Provided records
....................

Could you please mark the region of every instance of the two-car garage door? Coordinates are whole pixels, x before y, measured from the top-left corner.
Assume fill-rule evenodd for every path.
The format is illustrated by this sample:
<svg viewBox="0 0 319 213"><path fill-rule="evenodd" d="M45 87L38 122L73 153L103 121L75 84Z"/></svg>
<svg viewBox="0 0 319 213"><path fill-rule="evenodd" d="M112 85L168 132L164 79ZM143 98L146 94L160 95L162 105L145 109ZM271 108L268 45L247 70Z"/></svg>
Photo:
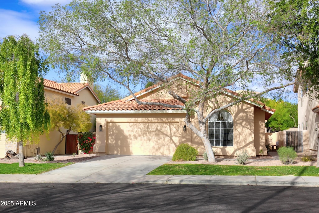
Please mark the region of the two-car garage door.
<svg viewBox="0 0 319 213"><path fill-rule="evenodd" d="M108 155L173 155L179 125L172 122L108 123Z"/></svg>

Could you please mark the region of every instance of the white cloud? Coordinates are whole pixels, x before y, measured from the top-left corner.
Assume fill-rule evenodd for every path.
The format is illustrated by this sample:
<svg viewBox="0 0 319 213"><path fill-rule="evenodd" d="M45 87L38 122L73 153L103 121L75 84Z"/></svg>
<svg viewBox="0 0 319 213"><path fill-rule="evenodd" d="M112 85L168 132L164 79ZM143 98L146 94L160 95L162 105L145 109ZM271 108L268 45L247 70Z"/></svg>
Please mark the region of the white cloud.
<svg viewBox="0 0 319 213"><path fill-rule="evenodd" d="M58 3L64 5L71 2L71 0L21 0L27 4L33 6L51 6Z"/></svg>
<svg viewBox="0 0 319 213"><path fill-rule="evenodd" d="M34 18L27 13L0 9L0 38L25 33L35 41L38 37L38 27Z"/></svg>

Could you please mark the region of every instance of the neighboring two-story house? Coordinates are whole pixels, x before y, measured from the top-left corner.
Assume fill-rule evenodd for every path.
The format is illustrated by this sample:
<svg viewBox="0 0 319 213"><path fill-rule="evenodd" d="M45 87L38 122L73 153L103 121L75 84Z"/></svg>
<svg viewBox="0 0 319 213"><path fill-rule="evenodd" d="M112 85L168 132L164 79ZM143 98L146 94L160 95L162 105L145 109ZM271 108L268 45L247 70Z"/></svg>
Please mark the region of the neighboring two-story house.
<svg viewBox="0 0 319 213"><path fill-rule="evenodd" d="M80 83L59 83L45 79L44 84L45 95L47 100L59 97L64 99L68 104L76 105L80 103L83 104L84 107L100 103L89 83L83 78L81 78ZM92 126L91 131L94 131L95 116L92 115L91 117ZM54 119L54 118L51 118L51 119ZM63 129L63 131L66 131L66 130ZM71 132L70 135L68 135L66 139L65 138L63 141L59 146L56 153L72 154L75 152L78 154L77 151L76 151L74 150L75 148L74 146L70 148L71 149L68 150L69 148L66 143L66 140L71 140L73 141L70 142L73 142L74 144L74 141L77 138L78 133ZM52 151L60 141L60 137L61 134L55 130L50 131L48 137L45 134L41 135L39 143L31 143L25 146L23 150L25 156L34 156L37 152L39 154L44 154L47 151ZM1 157L5 155L5 152L8 150L11 149L17 152L16 142L6 141L5 134L3 133L1 134L0 140L0 157ZM68 151L72 153L68 153Z"/></svg>

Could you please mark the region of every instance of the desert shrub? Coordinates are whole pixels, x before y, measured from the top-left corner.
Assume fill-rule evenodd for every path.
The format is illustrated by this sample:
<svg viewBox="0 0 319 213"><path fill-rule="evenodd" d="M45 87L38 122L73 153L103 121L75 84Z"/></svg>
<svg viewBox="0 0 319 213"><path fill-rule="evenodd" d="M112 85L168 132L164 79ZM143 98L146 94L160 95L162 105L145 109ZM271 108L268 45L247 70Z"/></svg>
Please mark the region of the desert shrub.
<svg viewBox="0 0 319 213"><path fill-rule="evenodd" d="M312 156L308 156L308 155L306 155L305 156L302 157L301 158L301 160L303 162L315 161L316 160L316 159Z"/></svg>
<svg viewBox="0 0 319 213"><path fill-rule="evenodd" d="M182 143L176 148L172 160L194 161L196 160L196 156L198 154L198 151L195 148L186 143Z"/></svg>
<svg viewBox="0 0 319 213"><path fill-rule="evenodd" d="M37 155L34 157L34 160L37 161L41 161L43 160L42 155L41 154L40 155Z"/></svg>
<svg viewBox="0 0 319 213"><path fill-rule="evenodd" d="M237 156L237 162L240 164L246 164L248 158L250 156L247 150L244 152L237 151L236 152L236 155Z"/></svg>
<svg viewBox="0 0 319 213"><path fill-rule="evenodd" d="M293 162L297 157L297 153L291 147L282 147L277 150L279 159L285 165L293 164Z"/></svg>
<svg viewBox="0 0 319 213"><path fill-rule="evenodd" d="M45 161L51 161L54 160L54 155L52 152L49 151L47 152L44 153L44 155L46 157L43 159L43 160Z"/></svg>

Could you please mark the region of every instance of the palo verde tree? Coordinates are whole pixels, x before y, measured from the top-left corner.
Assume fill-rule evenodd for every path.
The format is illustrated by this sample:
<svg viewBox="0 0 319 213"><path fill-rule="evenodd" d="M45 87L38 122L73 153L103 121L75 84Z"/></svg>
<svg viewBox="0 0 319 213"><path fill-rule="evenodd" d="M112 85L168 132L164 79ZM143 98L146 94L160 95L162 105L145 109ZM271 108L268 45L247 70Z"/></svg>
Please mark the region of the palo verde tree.
<svg viewBox="0 0 319 213"><path fill-rule="evenodd" d="M42 12L39 41L50 63L70 76L82 72L94 79L109 78L139 104L186 110L186 125L215 162L206 126L213 113L293 83L290 65L280 57L280 29L271 24L263 2L75 0ZM199 86L187 100L169 87L170 77L180 72ZM167 85L183 104L138 100L132 88L150 81ZM255 92L256 87L261 92ZM226 88L246 92L206 113L208 100L218 102ZM194 114L198 128L190 122Z"/></svg>
<svg viewBox="0 0 319 213"><path fill-rule="evenodd" d="M274 114L266 122L267 130L275 132L297 127L298 107L297 104L281 100L267 100L264 103L267 106L276 110Z"/></svg>
<svg viewBox="0 0 319 213"><path fill-rule="evenodd" d="M273 25L284 31L284 56L298 65L296 82L309 95L319 99L319 4L315 0L270 1ZM317 142L317 147L319 145ZM317 152L319 159L319 152ZM319 161L317 161L317 167Z"/></svg>
<svg viewBox="0 0 319 213"><path fill-rule="evenodd" d="M19 166L24 166L23 145L47 129L43 75L46 70L38 46L26 35L0 42L0 125L7 138L19 143Z"/></svg>
<svg viewBox="0 0 319 213"><path fill-rule="evenodd" d="M48 101L48 108L51 118L50 128L61 134L60 140L52 151L54 154L63 139L71 131L84 132L90 130L92 124L91 117L82 110L83 106L68 105L64 100L56 98ZM66 131L63 133L63 129Z"/></svg>

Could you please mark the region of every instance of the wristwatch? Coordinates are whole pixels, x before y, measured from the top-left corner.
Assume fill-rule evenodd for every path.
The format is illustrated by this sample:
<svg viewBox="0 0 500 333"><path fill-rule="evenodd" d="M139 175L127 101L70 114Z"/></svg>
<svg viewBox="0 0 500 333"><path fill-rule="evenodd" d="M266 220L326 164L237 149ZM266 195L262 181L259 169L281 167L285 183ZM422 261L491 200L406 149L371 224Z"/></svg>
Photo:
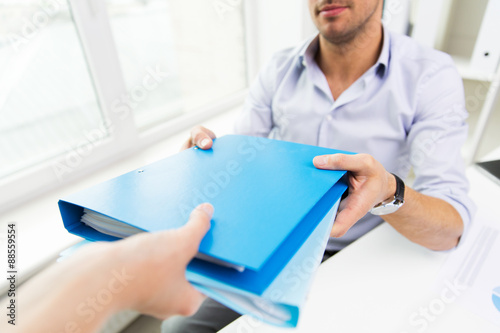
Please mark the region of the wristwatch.
<svg viewBox="0 0 500 333"><path fill-rule="evenodd" d="M394 198L382 201L381 203L370 209L370 213L372 213L373 215L387 215L394 213L405 203L405 183L395 174L392 175L394 176L394 178L396 178L396 193L394 194Z"/></svg>

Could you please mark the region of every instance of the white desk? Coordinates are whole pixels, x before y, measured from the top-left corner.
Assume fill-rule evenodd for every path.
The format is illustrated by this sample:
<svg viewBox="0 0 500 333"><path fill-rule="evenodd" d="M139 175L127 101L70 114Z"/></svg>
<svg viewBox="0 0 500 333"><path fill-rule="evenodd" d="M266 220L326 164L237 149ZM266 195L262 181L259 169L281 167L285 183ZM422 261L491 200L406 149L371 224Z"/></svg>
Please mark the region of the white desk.
<svg viewBox="0 0 500 333"><path fill-rule="evenodd" d="M467 175L478 210L498 209L500 186L475 167ZM410 322L438 297L433 284L448 255L415 245L383 224L320 266L296 329L243 316L221 332L498 333L500 327L457 302L447 304L425 330Z"/></svg>

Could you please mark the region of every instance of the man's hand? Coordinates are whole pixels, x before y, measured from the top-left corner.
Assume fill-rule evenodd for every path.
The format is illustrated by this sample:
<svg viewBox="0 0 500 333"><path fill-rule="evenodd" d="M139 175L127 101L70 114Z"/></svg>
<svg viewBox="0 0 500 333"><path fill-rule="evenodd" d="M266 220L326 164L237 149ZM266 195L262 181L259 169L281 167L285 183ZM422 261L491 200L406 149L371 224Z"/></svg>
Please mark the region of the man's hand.
<svg viewBox="0 0 500 333"><path fill-rule="evenodd" d="M341 237L376 204L394 196L396 179L367 154L316 156L318 169L347 170L349 196L341 202L331 237Z"/></svg>
<svg viewBox="0 0 500 333"><path fill-rule="evenodd" d="M123 302L128 308L162 319L196 312L205 297L186 280L185 272L210 229L212 214L212 205L202 204L182 228L119 242L116 250L123 267L136 277L125 290Z"/></svg>
<svg viewBox="0 0 500 333"><path fill-rule="evenodd" d="M191 130L191 137L184 142L181 150L186 150L193 146L198 146L201 149L210 149L212 148L213 139L215 139L214 132L203 126L196 126Z"/></svg>

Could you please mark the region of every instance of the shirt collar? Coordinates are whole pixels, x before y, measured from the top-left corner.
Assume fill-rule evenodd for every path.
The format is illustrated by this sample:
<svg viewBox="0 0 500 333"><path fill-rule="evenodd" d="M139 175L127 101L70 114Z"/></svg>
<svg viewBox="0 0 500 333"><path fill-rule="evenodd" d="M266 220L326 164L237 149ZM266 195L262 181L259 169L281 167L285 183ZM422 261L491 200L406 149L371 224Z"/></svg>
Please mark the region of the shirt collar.
<svg viewBox="0 0 500 333"><path fill-rule="evenodd" d="M375 64L376 72L381 77L384 77L387 73L387 68L389 67L390 58L390 34L385 26L382 25L382 50L378 57L377 63ZM299 51L299 64L304 67L310 67L314 62L316 57L316 52L318 51L319 45L319 34L313 37L309 42L306 42L304 46Z"/></svg>

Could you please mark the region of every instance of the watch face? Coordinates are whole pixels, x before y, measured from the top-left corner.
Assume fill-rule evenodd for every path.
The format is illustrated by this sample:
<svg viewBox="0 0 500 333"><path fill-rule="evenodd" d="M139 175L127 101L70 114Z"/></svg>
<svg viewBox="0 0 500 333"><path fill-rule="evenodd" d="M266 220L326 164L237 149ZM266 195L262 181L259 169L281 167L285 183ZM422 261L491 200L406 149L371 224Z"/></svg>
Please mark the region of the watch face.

....................

Set exercise
Lay out the lines above, starting with the line containing "the white cloud?" and going on through the line containing "18L27 13L0 9L0", as a JSON list of strings with one string per line. Leave out any blank lines.

Result of this task
[
  "Could you please mark the region of every instance of the white cloud? Coordinates are whole pixels, x before y, measured from the top-left corner.",
  "Assume fill-rule evenodd for every path.",
  "The format is illustrated by this sample:",
  "<svg viewBox=\"0 0 319 213\"><path fill-rule=\"evenodd\" d=\"M45 87L38 122L73 153L103 121L75 84Z\"/></svg>",
  "<svg viewBox=\"0 0 319 213\"><path fill-rule=\"evenodd\" d=\"M112 85L168 132L164 79ZM143 98L146 94L160 95L162 105L145 109ZM271 108L268 45L247 70Z\"/></svg>",
  "Please mark the region of the white cloud.",
  "<svg viewBox=\"0 0 319 213\"><path fill-rule=\"evenodd\" d=\"M58 3L64 5L71 2L71 0L21 0L27 4L33 6L51 6Z\"/></svg>",
  "<svg viewBox=\"0 0 319 213\"><path fill-rule=\"evenodd\" d=\"M34 18L27 13L0 9L0 38L25 33L35 41L38 37L38 27Z\"/></svg>"
]